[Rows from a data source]
+ + +

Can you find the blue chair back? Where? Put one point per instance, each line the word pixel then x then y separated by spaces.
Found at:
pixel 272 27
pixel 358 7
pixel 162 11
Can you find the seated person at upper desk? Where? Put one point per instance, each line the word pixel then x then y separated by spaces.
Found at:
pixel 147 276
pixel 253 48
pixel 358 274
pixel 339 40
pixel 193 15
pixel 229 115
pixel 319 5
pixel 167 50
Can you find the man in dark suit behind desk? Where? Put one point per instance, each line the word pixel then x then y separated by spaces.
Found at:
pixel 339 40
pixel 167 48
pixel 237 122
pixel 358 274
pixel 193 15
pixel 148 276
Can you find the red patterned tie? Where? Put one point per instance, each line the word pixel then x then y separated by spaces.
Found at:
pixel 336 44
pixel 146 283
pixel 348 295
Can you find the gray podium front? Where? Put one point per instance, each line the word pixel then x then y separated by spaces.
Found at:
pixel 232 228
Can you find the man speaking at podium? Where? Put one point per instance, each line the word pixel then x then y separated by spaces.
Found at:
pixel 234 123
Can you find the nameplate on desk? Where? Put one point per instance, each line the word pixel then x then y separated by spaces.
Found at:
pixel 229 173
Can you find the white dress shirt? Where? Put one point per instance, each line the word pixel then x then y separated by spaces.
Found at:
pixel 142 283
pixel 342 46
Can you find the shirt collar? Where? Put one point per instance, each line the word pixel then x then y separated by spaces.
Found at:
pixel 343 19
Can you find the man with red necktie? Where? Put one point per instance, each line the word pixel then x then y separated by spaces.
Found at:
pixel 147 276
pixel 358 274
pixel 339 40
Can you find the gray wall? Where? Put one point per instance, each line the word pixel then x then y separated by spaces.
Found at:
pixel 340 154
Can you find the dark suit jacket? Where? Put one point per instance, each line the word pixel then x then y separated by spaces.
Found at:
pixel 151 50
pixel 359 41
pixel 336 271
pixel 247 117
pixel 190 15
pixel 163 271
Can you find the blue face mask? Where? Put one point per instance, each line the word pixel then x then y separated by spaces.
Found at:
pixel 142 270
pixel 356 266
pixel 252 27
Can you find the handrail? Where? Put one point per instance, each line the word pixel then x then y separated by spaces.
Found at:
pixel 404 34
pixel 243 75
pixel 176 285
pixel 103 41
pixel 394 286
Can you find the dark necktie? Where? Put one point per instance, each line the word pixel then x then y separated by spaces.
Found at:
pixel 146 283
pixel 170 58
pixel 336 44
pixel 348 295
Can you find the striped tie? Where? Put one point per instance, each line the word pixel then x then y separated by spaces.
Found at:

+ + +

## TO DO:
Please format every line of the rows above as a Markdown table with two columns, "No." for the row number and "Text" for the line, leaving out blank lines.

## COMPLETED EXERCISE:
| No. | Text |
|---|---|
| 1 | Can you find the blue chair back? Where? Put one point per instance, each line the word pixel then x then y separated by spaces. |
| 2 | Found at: |
| 3 | pixel 272 27 |
| 4 | pixel 358 7 |
| 5 | pixel 162 11 |
| 6 | Can you find the seated person at upper desk? Where? Put one point per instance, each line the word pixel then x then y separated by spaces. |
| 7 | Found at: |
| 8 | pixel 147 276 |
| 9 | pixel 253 48 |
| 10 | pixel 358 274 |
| 11 | pixel 339 40 |
| 12 | pixel 193 15 |
| 13 | pixel 229 115 |
| 14 | pixel 319 5 |
| 15 | pixel 167 50 |
| 16 | Can you find the man in dark suit behind desk? Where? Put one point per instance, each line the word pixel then x then y separated by spaces. |
| 17 | Found at: |
| 18 | pixel 339 40 |
| 19 | pixel 167 48 |
| 20 | pixel 237 122 |
| 21 | pixel 358 274 |
| 22 | pixel 193 15 |
| 23 | pixel 148 276 |
| 24 | Can you find the red patterned tie? Where? Put one point per instance, each line the word pixel then x then y separated by spaces. |
| 25 | Found at: |
| 26 | pixel 336 44 |
| 27 | pixel 146 283 |
| 28 | pixel 348 295 |
| 29 | Can you find the gray podium front? Where? Put one point per instance, each line the word pixel then x then y separated by spaces. |
| 30 | Found at: |
| 31 | pixel 232 228 |
| 32 | Can you find the man speaking at podium? Where? Put one point per instance, each line the word pixel then x then y separated by spaces. |
| 33 | Found at: |
| 34 | pixel 234 123 |
| 35 | Can you find the nameplate on desk? Where? Put one point per instance, each line the word pixel then x then y separated by spaces. |
| 36 | Found at: |
| 37 | pixel 229 173 |
| 38 | Can you find the white dress shirt? Where? Put one point per instance, each line the word pixel then x then y separated by spaces. |
| 39 | Found at: |
| 40 | pixel 142 283 |
| 41 | pixel 342 46 |
| 42 | Can you find the shirt collar? Where? Put one point per instance, each line the word pixel then x then y separated by spaces. |
| 43 | Found at: |
| 44 | pixel 343 19 |
| 45 | Can you find the man with red necktie? Where? Put one point per instance, each line the word pixel then x then y separated by spaces. |
| 46 | Found at: |
| 47 | pixel 147 276 |
| 48 | pixel 358 274 |
| 49 | pixel 339 40 |
| 50 | Can you find the gray wall? Where? Put one point per instance, each line the word pixel then x then y separated by spaces. |
| 51 | Found at: |
| 52 | pixel 340 154 |
| 53 | Can you find the dark suit jacket? Where? Put one point per instance, each line the word pixel then x then y separated by spaces. |
| 54 | Found at: |
| 55 | pixel 151 50 |
| 56 | pixel 359 41 |
| 57 | pixel 336 271 |
| 58 | pixel 247 117 |
| 59 | pixel 190 15 |
| 60 | pixel 163 271 |
| 61 | Can you find the blue face mask? Where? Put one point per instance, each line the word pixel then x then y separated by spaces. |
| 62 | Found at: |
| 63 | pixel 142 270 |
| 64 | pixel 356 266 |
| 65 | pixel 252 27 |
| 66 | Can you find the handrail? Where? Put one point per instance, each line the word pixel then x then y separated by spaces. |
| 67 | Found at: |
| 68 | pixel 404 34 |
| 69 | pixel 243 75 |
| 70 | pixel 176 285 |
| 71 | pixel 103 41 |
| 72 | pixel 394 286 |
| 73 | Can you find the dark necktie? Where? Put one point per instance, each line the word pixel then x then y separated by spaces. |
| 74 | Found at: |
| 75 | pixel 146 283 |
| 76 | pixel 170 58 |
| 77 | pixel 336 44 |
| 78 | pixel 348 295 |
| 79 | Can you find the striped tie? Where? Put one point per instance, each line the word pixel then x then y separated by spaces. |
| 80 | Found at: |